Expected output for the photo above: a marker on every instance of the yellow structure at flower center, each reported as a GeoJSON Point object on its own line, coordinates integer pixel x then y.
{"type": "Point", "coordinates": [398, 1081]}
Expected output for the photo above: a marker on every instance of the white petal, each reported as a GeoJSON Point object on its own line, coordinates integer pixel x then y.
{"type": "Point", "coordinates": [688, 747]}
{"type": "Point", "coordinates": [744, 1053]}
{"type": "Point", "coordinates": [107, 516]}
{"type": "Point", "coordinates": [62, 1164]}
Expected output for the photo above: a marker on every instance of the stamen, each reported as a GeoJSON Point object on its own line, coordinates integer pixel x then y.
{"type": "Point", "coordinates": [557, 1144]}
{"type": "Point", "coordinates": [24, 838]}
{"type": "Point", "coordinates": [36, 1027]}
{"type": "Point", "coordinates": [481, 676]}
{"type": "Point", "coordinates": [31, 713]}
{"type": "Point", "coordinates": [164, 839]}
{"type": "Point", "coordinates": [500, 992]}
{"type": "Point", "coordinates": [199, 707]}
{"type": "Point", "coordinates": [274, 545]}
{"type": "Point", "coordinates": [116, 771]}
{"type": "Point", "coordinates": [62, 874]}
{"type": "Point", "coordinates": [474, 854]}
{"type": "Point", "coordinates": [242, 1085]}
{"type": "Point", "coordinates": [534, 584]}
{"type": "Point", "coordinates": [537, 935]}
☆ ☆ ☆ ☆ ☆
Retype the whole listing exactly.

• EXERCISE SOLUTION
Expected output for the photo above: a marker on every instance of the yellow structure at flower center, each reported as a GeoJSON Point object on its own line, coordinates integer pixel x then y.
{"type": "Point", "coordinates": [398, 1081]}
Expected output for the photo above: a marker on every instance of the white petal, each reported as a GeoJSON Point object on its own line, coordinates integer pixel x then y.
{"type": "Point", "coordinates": [688, 747]}
{"type": "Point", "coordinates": [744, 1053]}
{"type": "Point", "coordinates": [107, 516]}
{"type": "Point", "coordinates": [62, 1164]}
Expected output for the photo above: a marker on every instance of the stamen, each reported as a GeoJSON Point object on its own line, coordinates integer pixel x then y.
{"type": "Point", "coordinates": [557, 1144]}
{"type": "Point", "coordinates": [24, 838]}
{"type": "Point", "coordinates": [36, 1027]}
{"type": "Point", "coordinates": [481, 676]}
{"type": "Point", "coordinates": [31, 713]}
{"type": "Point", "coordinates": [164, 839]}
{"type": "Point", "coordinates": [500, 992]}
{"type": "Point", "coordinates": [199, 707]}
{"type": "Point", "coordinates": [274, 545]}
{"type": "Point", "coordinates": [116, 771]}
{"type": "Point", "coordinates": [62, 874]}
{"type": "Point", "coordinates": [474, 854]}
{"type": "Point", "coordinates": [242, 1085]}
{"type": "Point", "coordinates": [534, 584]}
{"type": "Point", "coordinates": [537, 935]}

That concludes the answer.